| Assignment |
Return all the data verbatim but without images.

| Data for review |
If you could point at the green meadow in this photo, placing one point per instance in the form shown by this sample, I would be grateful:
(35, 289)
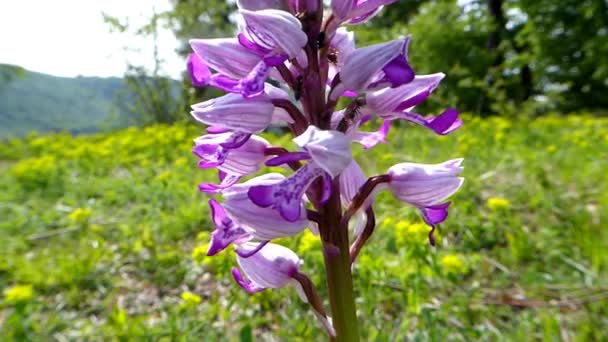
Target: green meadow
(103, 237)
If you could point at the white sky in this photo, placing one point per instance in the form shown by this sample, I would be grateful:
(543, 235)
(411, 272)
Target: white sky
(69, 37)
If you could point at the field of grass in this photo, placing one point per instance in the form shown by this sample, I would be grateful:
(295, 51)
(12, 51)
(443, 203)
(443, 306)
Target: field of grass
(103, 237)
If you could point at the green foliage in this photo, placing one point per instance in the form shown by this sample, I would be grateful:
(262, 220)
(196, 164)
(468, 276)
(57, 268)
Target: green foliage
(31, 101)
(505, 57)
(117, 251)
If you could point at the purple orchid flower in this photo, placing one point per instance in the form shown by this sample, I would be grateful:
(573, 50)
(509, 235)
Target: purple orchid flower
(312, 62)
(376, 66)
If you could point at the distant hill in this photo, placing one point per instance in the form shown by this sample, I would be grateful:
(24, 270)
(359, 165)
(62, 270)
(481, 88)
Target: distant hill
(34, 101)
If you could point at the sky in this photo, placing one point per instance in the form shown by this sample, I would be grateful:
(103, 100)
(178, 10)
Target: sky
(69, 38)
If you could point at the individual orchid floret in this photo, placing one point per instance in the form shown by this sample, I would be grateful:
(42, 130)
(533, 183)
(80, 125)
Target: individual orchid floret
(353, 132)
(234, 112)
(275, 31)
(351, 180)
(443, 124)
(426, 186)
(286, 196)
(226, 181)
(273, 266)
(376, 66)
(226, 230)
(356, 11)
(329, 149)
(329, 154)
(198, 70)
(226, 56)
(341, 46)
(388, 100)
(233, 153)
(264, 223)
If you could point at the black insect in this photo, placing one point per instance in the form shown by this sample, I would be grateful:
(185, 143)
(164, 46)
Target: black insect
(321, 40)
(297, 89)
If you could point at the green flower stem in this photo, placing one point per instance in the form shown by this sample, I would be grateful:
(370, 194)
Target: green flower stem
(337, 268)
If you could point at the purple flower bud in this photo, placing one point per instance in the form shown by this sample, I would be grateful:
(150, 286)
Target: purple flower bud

| Exercise answer |
If you could point at the green meadow in this photo, placing one point per instance in the form shown by this sample, I would be grateful:
(35, 289)
Target: green meadow
(103, 237)
If you could point at the white sky in this photo, placing one point per instance in the form shown by this sample, I would be grateful:
(543, 235)
(411, 272)
Target: white sky
(69, 37)
If you could point at the field of grass in this photo, placing one point per instance in the form shown by this sample, I would be grateful:
(295, 51)
(12, 51)
(443, 203)
(443, 306)
Target: field of grass
(103, 237)
If you could point at the green foliage in this photo, placing one point per instance in the form shown by this sample, I would be grateful:
(262, 220)
(196, 164)
(468, 276)
(57, 268)
Target: green foliage
(31, 101)
(505, 57)
(117, 251)
If you could point at the purple orchid flower in this photo, placing one point per instance in the form shown by this sample, I would be grateful:
(573, 50)
(509, 235)
Target: purple orchid flower
(312, 62)
(376, 66)
If you could point at the distant hill in this photo, placing one point per instance in the form shown by this sample, I would be grateful:
(24, 270)
(359, 165)
(62, 270)
(481, 88)
Target: distant hill
(34, 101)
If you could point at the sky in this photo, placing one point per instance in the form shown by this sample, I would be grateful:
(103, 100)
(178, 10)
Target: sky
(69, 38)
If you could point at the individual orchid floret in this photo, placing one point per instance in the form shown by this sample, I would be grateful:
(42, 130)
(533, 183)
(80, 125)
Target: individual orchid floret
(353, 132)
(234, 112)
(275, 31)
(351, 180)
(443, 124)
(426, 186)
(286, 196)
(226, 181)
(273, 266)
(376, 66)
(226, 230)
(356, 11)
(329, 149)
(329, 154)
(198, 70)
(226, 56)
(341, 46)
(388, 100)
(233, 153)
(264, 223)
If you could point at the black insect in this photo, placing one point per instance in the form shown by this sample, I would be grateful:
(185, 143)
(164, 46)
Target: black insect
(321, 40)
(297, 89)
If you could point at the green flower stem in this photo, placing one point per instance in the form shown by this sample, I would be grateful:
(370, 194)
Target: green flower stem
(337, 268)
If you could point at the purple flower bud in this photo, placing one point per instance in the form shown by this sample, I would be grateful:
(150, 286)
Target: purple flower bud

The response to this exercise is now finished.